## Record excerpts
· · · · ·
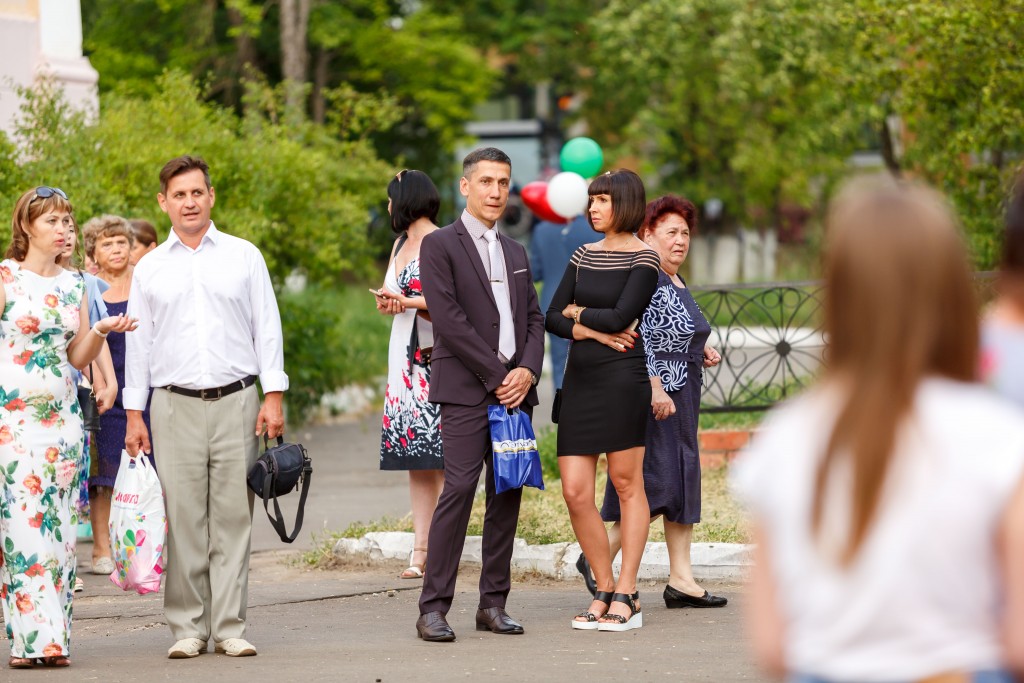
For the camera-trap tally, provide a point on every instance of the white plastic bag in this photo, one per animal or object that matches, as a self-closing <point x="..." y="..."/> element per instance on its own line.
<point x="138" y="526"/>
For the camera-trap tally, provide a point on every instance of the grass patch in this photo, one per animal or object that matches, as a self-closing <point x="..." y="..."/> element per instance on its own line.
<point x="742" y="420"/>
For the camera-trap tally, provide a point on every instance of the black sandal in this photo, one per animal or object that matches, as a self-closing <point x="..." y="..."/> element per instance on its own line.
<point x="591" y="623"/>
<point x="583" y="566"/>
<point x="620" y="623"/>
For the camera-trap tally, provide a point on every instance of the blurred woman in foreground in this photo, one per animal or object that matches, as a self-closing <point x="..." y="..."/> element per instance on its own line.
<point x="888" y="501"/>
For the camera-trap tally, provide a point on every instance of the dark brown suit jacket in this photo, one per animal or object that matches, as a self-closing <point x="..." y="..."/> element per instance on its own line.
<point x="464" y="365"/>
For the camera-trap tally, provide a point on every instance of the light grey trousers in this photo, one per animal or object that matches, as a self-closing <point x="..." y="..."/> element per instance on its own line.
<point x="204" y="451"/>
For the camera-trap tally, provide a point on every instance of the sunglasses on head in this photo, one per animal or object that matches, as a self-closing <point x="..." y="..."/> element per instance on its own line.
<point x="46" y="193"/>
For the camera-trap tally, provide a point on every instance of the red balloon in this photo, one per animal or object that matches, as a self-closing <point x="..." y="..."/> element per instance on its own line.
<point x="535" y="196"/>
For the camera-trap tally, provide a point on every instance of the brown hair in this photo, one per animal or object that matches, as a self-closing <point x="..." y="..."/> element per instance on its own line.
<point x="900" y="306"/>
<point x="145" y="233"/>
<point x="28" y="208"/>
<point x="180" y="165"/>
<point x="102" y="227"/>
<point x="667" y="206"/>
<point x="628" y="199"/>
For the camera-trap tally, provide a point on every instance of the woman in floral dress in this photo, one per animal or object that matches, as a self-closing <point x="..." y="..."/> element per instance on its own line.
<point x="44" y="326"/>
<point x="411" y="436"/>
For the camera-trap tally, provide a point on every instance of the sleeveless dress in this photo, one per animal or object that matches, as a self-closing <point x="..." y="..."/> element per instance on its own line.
<point x="114" y="423"/>
<point x="675" y="332"/>
<point x="411" y="436"/>
<point x="41" y="438"/>
<point x="605" y="393"/>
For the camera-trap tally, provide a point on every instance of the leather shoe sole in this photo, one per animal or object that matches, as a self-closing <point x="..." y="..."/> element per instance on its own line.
<point x="496" y="620"/>
<point x="433" y="628"/>
<point x="677" y="599"/>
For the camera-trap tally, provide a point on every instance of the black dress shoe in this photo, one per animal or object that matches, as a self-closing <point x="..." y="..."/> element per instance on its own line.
<point x="674" y="599"/>
<point x="496" y="620"/>
<point x="433" y="627"/>
<point x="583" y="566"/>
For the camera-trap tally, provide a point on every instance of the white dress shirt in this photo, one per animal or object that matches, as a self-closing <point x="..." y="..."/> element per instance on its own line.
<point x="207" y="317"/>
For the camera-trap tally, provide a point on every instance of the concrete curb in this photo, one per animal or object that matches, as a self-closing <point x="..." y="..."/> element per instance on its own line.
<point x="712" y="561"/>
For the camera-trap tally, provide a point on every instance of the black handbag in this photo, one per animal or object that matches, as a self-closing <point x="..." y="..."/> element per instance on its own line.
<point x="279" y="471"/>
<point x="87" y="403"/>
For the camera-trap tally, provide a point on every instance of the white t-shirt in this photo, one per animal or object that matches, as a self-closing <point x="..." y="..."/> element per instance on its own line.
<point x="923" y="595"/>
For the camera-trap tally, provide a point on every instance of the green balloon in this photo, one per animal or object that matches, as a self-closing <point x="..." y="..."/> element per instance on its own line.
<point x="583" y="156"/>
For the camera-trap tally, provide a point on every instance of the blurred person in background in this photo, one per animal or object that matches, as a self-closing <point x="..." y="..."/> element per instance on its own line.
<point x="888" y="502"/>
<point x="1003" y="329"/>
<point x="411" y="437"/>
<point x="551" y="246"/>
<point x="98" y="376"/>
<point x="109" y="242"/>
<point x="144" y="239"/>
<point x="675" y="333"/>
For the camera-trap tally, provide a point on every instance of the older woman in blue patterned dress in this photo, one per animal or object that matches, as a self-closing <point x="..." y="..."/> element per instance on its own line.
<point x="674" y="333"/>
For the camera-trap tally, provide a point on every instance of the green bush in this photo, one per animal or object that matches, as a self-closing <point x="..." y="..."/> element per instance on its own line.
<point x="333" y="337"/>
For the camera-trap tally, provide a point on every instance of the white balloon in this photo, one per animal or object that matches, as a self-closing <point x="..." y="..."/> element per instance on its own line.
<point x="567" y="195"/>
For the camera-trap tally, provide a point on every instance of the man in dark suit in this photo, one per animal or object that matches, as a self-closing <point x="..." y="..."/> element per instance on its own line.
<point x="488" y="348"/>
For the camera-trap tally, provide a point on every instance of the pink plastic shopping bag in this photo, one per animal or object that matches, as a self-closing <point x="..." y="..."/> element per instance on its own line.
<point x="138" y="526"/>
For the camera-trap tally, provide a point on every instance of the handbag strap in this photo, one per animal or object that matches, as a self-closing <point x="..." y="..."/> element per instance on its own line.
<point x="279" y="523"/>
· · · · ·
## The task
Print from the line containing "the blurred person" to the last line above, exactly as written.

## Answer to this exercise
For the camera-trap tally, provide a point on every instance of the blurred person in background in this photo, one per animal or object that matches, as a self-closing <point x="..." y="..."/> element per instance on its own line.
<point x="888" y="502"/>
<point x="1003" y="329"/>
<point x="411" y="437"/>
<point x="551" y="246"/>
<point x="98" y="376"/>
<point x="109" y="242"/>
<point x="144" y="239"/>
<point x="675" y="333"/>
For the camera-trap tally, provide a point on every instance of the older woman in blue patterned dress in this photo, one per animal or object that matches, as a self-closing <point x="..." y="..."/> element per instance on its own line.
<point x="674" y="333"/>
For the camera-trap tally, provide a point on every instance of the green bush in this photo, one per animal or object that matches, as a self-closing <point x="..." y="..."/> element per instance on its own line.
<point x="333" y="337"/>
For the camera-trap tally, provide a point on every instance of the white balloon in this photo, one per animal or object that matches, as a self-closing <point x="..." y="..."/> element per instance on its own line.
<point x="567" y="195"/>
For the camera-trap tally, provide a point on every instance of the man in dark suit in this photo, one per animal or object that matches, as a self-closing <point x="..." y="..."/> element per instance on its own line.
<point x="488" y="348"/>
For the camera-trap tally, provide a point on every instance of the pink plastic shopping bag in this photo, one per animal or object that matches, as a self-closing <point x="..." y="..."/> element per instance on its own line.
<point x="138" y="526"/>
For the camera-trap tally, provide a point on every instance of the handbag strap in this photo, one per animal or object that matches, as a self-closing <point x="..." y="..."/> element per instance on its own line.
<point x="279" y="523"/>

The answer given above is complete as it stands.